__Texto fuente__.
++++++++++

Lo dije en otro post al respecto de esta entidad en el cacto y de mi ingenuidad al comprarlo en lugar de ir a buscarlo en mi primera vez. Lo mencioné también al Mago en San Cristóbal, y él me contó de cuando se perdió en el desierto, comió los híkuris que se le aparecieron para agarrar fuerza y seguir caminando, y en algún momento de la noche, un arbusto tomó forma de animal para darle un mensaje sobre lo que estaba por definir en su nueva vida en México.

Algo así quería para mí como parte de una búsqueda más profunda en mis capacidades, pero aún con la pretensión chaquetera de obtener una iluminación existencial instantánea. Renato y su pareja me ayudaron a ubicar objetivos realistas para mi primer viaje y algunos detalles de respeto básico a la mística de cazar mi peyote, como dejar ofrendas y sólo cortar la cabeza que luego de años vuelve a crecer de la raíz.

Semanas después me llevaron en familia, rodeando el extremo norte de la sierra de Catorce hasta entrar por terracerías en la zona sagrada de Wirikuta. Estacionamos su combi azul cerca de la base de la montaña, mucho antes de Estación Catorce donde no llegan los turistas y en menos de una hora, su fantástica hija de siete años encontró tres peyotes del tamaño de su palma. Me dejaron solo al hacer mi ofrenda y seguimos rumbo al pueblo para almorzar.

Su otro hijo, muy pequeño para andar entre espinas, seguro habría encontrado más, pero fueron los que se mostraron e incluso, sólo me pude comer dos. Fue la noche del día siguiente en las altas ruinas de la estación de tren en Potrero, una de fuertes vientos que consumieron la poca leña que junté y me hicieron volver antes del amanecer, deambulando el kilómetro hasta la casa bajo un efecto de tensión eléctrica en los músculos y una curiosa percepción de las estrellas como estratificadas en nuevas constelaciones.

++++++++++

__Datos proporcionados__.
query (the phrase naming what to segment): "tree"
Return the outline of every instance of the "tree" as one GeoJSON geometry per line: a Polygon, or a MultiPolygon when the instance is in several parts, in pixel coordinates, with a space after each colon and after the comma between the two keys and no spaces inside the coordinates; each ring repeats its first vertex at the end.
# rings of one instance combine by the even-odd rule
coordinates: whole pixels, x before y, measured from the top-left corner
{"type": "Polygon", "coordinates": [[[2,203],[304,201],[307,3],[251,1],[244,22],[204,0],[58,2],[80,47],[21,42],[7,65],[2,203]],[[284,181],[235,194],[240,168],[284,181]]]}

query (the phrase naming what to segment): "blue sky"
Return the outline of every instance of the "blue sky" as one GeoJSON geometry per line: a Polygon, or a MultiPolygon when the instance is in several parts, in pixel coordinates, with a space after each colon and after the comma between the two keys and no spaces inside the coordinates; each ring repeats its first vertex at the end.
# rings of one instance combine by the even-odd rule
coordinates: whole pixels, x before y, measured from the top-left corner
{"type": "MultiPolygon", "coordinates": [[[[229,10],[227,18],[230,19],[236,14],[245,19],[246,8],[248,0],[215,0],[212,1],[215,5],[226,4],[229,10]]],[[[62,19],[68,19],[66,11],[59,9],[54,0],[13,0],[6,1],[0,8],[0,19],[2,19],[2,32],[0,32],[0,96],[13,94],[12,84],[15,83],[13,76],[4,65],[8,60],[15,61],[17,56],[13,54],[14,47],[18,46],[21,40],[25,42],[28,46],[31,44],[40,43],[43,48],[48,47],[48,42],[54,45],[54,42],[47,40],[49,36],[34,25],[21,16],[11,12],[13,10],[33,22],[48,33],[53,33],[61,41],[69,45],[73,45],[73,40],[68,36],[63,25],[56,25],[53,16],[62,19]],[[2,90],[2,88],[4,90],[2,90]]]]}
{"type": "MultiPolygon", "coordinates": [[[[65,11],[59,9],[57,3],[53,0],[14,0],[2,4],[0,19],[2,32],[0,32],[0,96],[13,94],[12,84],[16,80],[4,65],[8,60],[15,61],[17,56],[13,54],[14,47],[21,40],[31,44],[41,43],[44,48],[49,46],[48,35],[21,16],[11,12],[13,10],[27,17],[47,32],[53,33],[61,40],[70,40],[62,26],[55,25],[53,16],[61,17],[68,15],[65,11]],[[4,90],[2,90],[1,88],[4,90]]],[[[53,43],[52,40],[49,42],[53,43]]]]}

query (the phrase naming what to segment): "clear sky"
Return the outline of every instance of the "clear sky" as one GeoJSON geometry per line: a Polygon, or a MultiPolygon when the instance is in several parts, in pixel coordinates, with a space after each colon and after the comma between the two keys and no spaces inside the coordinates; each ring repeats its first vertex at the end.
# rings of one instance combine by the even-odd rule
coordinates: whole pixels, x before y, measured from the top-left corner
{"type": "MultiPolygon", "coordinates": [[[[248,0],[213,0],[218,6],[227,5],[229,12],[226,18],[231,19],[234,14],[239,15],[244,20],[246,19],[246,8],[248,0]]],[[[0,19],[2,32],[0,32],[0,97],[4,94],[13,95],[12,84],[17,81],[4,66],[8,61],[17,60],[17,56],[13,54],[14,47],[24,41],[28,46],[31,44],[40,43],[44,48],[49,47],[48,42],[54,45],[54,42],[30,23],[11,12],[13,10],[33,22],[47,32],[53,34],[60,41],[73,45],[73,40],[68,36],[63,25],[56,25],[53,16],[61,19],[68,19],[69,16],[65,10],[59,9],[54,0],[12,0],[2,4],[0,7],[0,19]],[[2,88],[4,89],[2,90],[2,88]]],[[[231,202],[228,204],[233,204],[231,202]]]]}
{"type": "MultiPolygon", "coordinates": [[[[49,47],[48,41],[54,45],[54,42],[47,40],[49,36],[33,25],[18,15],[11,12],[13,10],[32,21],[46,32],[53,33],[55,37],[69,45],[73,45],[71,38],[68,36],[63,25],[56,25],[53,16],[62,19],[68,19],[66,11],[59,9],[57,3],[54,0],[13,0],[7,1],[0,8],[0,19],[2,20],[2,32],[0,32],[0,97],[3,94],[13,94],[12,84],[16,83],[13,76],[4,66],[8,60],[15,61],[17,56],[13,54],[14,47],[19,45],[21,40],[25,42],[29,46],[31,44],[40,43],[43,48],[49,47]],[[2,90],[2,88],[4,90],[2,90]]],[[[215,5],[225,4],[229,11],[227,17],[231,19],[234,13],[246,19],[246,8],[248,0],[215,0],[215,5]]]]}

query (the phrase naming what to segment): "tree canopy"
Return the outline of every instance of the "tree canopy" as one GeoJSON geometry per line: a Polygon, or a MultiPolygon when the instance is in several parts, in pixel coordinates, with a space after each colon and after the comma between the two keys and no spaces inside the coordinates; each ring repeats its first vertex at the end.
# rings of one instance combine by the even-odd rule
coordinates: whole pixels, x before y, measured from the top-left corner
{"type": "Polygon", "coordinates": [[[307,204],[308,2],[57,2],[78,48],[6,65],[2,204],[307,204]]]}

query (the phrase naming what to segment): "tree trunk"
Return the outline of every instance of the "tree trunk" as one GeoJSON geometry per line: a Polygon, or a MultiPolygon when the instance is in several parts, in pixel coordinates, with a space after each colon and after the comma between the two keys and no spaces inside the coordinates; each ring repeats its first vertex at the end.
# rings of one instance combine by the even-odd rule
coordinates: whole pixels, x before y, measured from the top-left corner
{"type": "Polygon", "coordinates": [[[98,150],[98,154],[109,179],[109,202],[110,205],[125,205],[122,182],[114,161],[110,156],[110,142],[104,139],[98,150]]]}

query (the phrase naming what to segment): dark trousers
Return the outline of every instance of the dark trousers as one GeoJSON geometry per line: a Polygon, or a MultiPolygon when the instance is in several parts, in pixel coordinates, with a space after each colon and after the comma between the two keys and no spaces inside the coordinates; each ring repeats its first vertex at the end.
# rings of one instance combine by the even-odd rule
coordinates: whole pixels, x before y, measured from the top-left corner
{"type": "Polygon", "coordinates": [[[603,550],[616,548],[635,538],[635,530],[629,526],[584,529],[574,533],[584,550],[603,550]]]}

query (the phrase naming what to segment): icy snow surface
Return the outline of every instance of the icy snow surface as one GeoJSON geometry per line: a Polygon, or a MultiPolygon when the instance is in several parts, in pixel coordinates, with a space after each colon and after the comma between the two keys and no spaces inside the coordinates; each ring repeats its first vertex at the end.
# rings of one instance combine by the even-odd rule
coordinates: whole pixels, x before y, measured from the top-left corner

++++++++++

__Tareas__.
1) Responde con base en el relato sobre la búsqueda de peyote en Wirikuta:
(a) ¿Quién encontró los tres peyotes y de qué tamaño eran?
(b) ¿De qué color era la combi que estacionaron cerca de la base de la montaña?
(c) ¿En qué lugar pasó quien narra la noche en que comió los peyotes?
2) Sigue escribiendo el relato sobre la búsqueda de peyote en Wirikuta a partir de su última oración.

__Respuestas__.
1)
(a) Los encontró la hija de siete años de Renato y su pareja; eran del tamaño de su palma.
(b) Era azul.
(c) En las altas ruinas de la estación de tren en Potrero.

2)
Mi segunda cacería resultó aún mejor. Me fui a pie desde Potrero al túnel Ogarrio para cruzar a Real de Catorce y bajar al otro lado de la sierra hasta Carretas. Ya lejos del pueblo salí del camino con la idea de encontrar híkuri en mi paso hasta el cerro El Quemado y subirlo desde sus faldas para dejar ofrenda… Resulta que escalé otro monte y me perdí, aunque hallé una cueva donde pude descansar y ofrecer parte del guiso de víbora de cascabel que llevé de comer.

Nunca llegué hasta allá. Poco después de internarme en el desierto, apareció un risueño preadolescente: “¿Anda buscando el peyote, verda’?”. Se puso a revisar el terreno y en unos minutos señaló el primero, y alrededor de ese muchos más. Preguntó al verme echar agua y tabaco a las raíces cortadas, señaló con un simple gesto la subida al Quemado, nos despedimos y cuando volteé un poco adelante, ya no lo vi por ningún lado. Fue raro, mas no improbable; aunque me han sugerido que fue el mismo espíritu quien me guió a los cactos, me basta con pensar que esa energía pudo llevar al niño hasta mí.

Aunque tampoco aguanté comer muchos, el viaje fue más sensible en la seguridad del terreno de Renato y al tener suficiente leña para tirarme junto al fuego, con los gatos cachorros sobre mi estómago y las placas de estrellas de vuelta en mis visiones. De pronto me dio una necesidad de salir a andar por horas y por todo el valle; nada tomó forma de venado ni bajaron luces del cielo, sólo el ruido de mis pasos narró la dirección del camino.

Los peyotes que sobraron de ambos viajes se unieron a otro grandote, cortado con la única intención de macerarlo en alcohol bajo una receta que implicaba enterrarlo por tres meses. Lo mencioné en otro post con respecto a mi consumo de enteógenos en esta Temporada (por su prodigioso resultado al sanar mi pie de una iracunda patada a un poste) y sobre las pistas que el híkuri me dejó en la mente para dirigir mi cacería interna.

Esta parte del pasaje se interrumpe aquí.